EXERCISE AIM: Pick out every line in the material below that contains the word "green", and copy each one. Case counts, so only lines with that exact capitalization qualify.

(Excerpts from point annotation data)
● ● ●
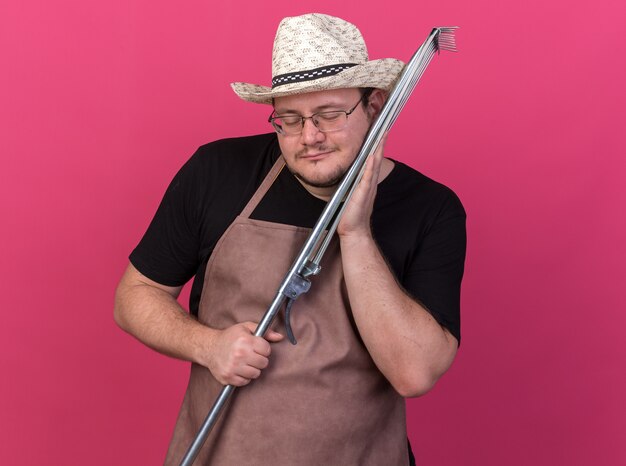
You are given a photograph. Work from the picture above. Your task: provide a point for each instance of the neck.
(326, 193)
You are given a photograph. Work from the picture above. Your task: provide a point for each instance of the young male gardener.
(381, 321)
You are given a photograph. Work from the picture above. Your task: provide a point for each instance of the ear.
(375, 102)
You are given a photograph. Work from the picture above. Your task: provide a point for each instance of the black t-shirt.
(418, 223)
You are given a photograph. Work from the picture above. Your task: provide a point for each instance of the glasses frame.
(279, 129)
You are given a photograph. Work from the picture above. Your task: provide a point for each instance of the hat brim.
(380, 74)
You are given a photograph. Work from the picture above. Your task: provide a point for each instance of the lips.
(316, 155)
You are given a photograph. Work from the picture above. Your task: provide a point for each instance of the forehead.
(315, 101)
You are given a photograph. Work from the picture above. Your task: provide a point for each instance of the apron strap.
(264, 187)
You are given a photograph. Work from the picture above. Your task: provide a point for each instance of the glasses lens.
(289, 124)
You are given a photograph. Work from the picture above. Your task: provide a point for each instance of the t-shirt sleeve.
(168, 251)
(434, 276)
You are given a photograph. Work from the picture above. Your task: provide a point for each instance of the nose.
(310, 134)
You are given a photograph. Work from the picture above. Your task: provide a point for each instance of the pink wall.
(99, 105)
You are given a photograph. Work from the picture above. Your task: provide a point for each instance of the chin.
(329, 180)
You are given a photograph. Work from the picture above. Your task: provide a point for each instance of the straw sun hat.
(316, 52)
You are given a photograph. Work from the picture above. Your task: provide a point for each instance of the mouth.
(316, 155)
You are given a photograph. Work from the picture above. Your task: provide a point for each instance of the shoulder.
(408, 188)
(235, 153)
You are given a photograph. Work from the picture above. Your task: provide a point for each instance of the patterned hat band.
(317, 52)
(301, 76)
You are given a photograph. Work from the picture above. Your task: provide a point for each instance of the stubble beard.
(330, 181)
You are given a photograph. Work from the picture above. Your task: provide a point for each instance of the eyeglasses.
(326, 122)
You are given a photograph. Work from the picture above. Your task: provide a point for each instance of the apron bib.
(320, 402)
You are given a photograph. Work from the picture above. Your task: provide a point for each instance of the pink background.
(100, 103)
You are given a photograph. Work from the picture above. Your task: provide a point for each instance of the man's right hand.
(237, 357)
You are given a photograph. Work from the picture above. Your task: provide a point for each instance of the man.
(381, 321)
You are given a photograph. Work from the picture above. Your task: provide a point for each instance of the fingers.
(238, 356)
(356, 218)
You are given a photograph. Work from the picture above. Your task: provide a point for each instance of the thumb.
(273, 336)
(270, 335)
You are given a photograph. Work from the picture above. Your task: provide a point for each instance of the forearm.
(154, 317)
(407, 344)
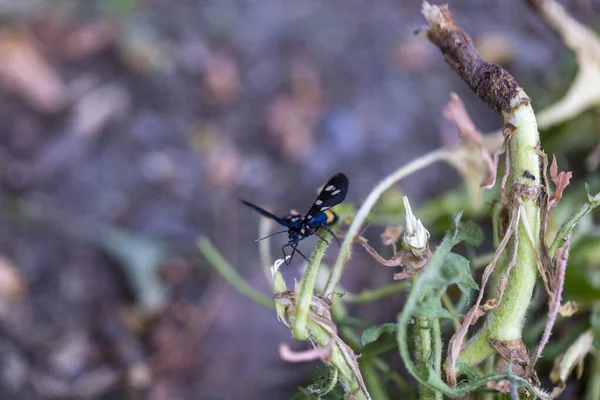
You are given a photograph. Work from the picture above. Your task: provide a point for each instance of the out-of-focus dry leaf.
(585, 43)
(305, 84)
(569, 309)
(291, 118)
(561, 181)
(412, 54)
(12, 284)
(91, 38)
(495, 48)
(221, 79)
(573, 357)
(98, 107)
(139, 376)
(24, 71)
(223, 166)
(288, 123)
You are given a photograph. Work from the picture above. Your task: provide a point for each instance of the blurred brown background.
(128, 128)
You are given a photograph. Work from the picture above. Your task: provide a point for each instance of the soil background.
(130, 128)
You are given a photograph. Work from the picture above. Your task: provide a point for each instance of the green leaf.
(471, 233)
(469, 372)
(373, 333)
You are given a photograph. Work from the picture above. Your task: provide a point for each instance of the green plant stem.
(593, 389)
(375, 294)
(306, 289)
(363, 212)
(424, 353)
(216, 260)
(447, 302)
(505, 323)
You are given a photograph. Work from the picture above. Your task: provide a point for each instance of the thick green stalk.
(505, 323)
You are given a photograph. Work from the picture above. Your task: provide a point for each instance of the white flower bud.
(415, 236)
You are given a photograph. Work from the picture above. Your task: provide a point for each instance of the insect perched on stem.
(300, 227)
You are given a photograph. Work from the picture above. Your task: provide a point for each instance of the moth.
(299, 227)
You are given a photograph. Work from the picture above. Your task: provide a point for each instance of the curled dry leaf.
(569, 309)
(562, 255)
(403, 257)
(91, 38)
(24, 71)
(456, 113)
(513, 351)
(561, 181)
(500, 386)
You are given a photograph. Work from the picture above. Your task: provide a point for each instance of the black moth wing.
(293, 218)
(333, 193)
(267, 214)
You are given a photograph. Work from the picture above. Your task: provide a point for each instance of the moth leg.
(285, 260)
(332, 234)
(319, 236)
(299, 252)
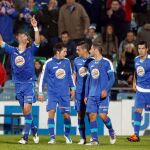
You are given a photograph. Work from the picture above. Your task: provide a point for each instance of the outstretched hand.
(33, 22)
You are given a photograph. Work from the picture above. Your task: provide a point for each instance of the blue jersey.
(142, 74)
(80, 68)
(22, 63)
(57, 74)
(101, 77)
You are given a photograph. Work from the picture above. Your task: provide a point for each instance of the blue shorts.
(142, 100)
(62, 101)
(25, 92)
(97, 105)
(79, 102)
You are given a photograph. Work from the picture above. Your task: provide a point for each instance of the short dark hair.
(58, 47)
(99, 46)
(84, 45)
(143, 43)
(65, 32)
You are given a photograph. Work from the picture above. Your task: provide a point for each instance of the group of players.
(89, 84)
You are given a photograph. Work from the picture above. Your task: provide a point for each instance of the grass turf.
(9, 142)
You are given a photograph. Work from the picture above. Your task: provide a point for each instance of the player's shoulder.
(106, 60)
(136, 58)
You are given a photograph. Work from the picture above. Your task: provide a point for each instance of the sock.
(81, 126)
(33, 128)
(94, 130)
(137, 122)
(51, 125)
(27, 127)
(67, 123)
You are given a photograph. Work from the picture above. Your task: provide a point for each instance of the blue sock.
(137, 122)
(51, 125)
(94, 130)
(81, 126)
(67, 123)
(27, 127)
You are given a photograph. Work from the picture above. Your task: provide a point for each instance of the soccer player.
(80, 75)
(97, 92)
(57, 74)
(22, 62)
(142, 86)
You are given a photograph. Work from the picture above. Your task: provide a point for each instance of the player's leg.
(81, 127)
(51, 109)
(139, 105)
(51, 126)
(92, 110)
(103, 111)
(64, 105)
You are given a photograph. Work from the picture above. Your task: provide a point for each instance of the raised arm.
(36, 30)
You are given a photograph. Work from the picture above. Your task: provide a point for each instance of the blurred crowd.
(117, 24)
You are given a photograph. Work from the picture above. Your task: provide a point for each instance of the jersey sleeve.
(43, 79)
(70, 77)
(7, 48)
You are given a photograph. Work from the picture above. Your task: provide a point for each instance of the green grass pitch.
(9, 142)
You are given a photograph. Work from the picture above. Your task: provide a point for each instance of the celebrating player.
(22, 62)
(57, 74)
(142, 98)
(80, 75)
(98, 85)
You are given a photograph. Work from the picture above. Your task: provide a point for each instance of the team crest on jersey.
(95, 73)
(83, 71)
(19, 61)
(60, 73)
(140, 71)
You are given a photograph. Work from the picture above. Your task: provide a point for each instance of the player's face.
(80, 51)
(92, 51)
(65, 38)
(142, 50)
(22, 38)
(62, 54)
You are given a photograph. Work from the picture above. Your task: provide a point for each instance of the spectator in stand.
(49, 22)
(74, 19)
(130, 39)
(110, 42)
(127, 6)
(125, 69)
(92, 35)
(8, 15)
(70, 44)
(144, 33)
(116, 16)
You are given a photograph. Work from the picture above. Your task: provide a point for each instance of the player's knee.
(103, 116)
(92, 117)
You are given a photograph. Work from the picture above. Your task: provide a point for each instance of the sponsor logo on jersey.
(95, 73)
(19, 61)
(83, 71)
(60, 74)
(140, 71)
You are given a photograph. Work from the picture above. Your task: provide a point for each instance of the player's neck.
(22, 47)
(142, 58)
(98, 57)
(86, 55)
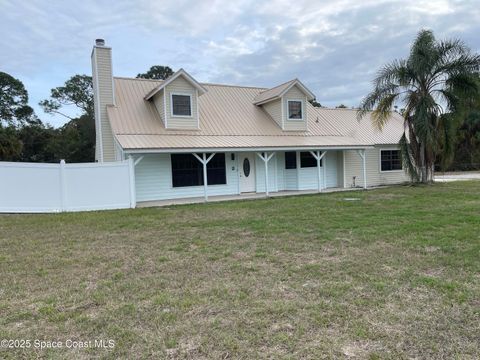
● ● ●
SOLUTION TO THE PROBLEM:
You are given a photograph. Work from the picture above. Your task: provide a point for each instance of the green leaf.
You are given a photograph. Work from the picture above. Your task: provide a point for each instance of the green plant stem.
You are given a photograph. Work from the picture above. Your task: provide a point for each instance of the thick green stalk.
You are given a photograph. Work from the picture above. Your task: provide a point for each instance of the green grass pitch.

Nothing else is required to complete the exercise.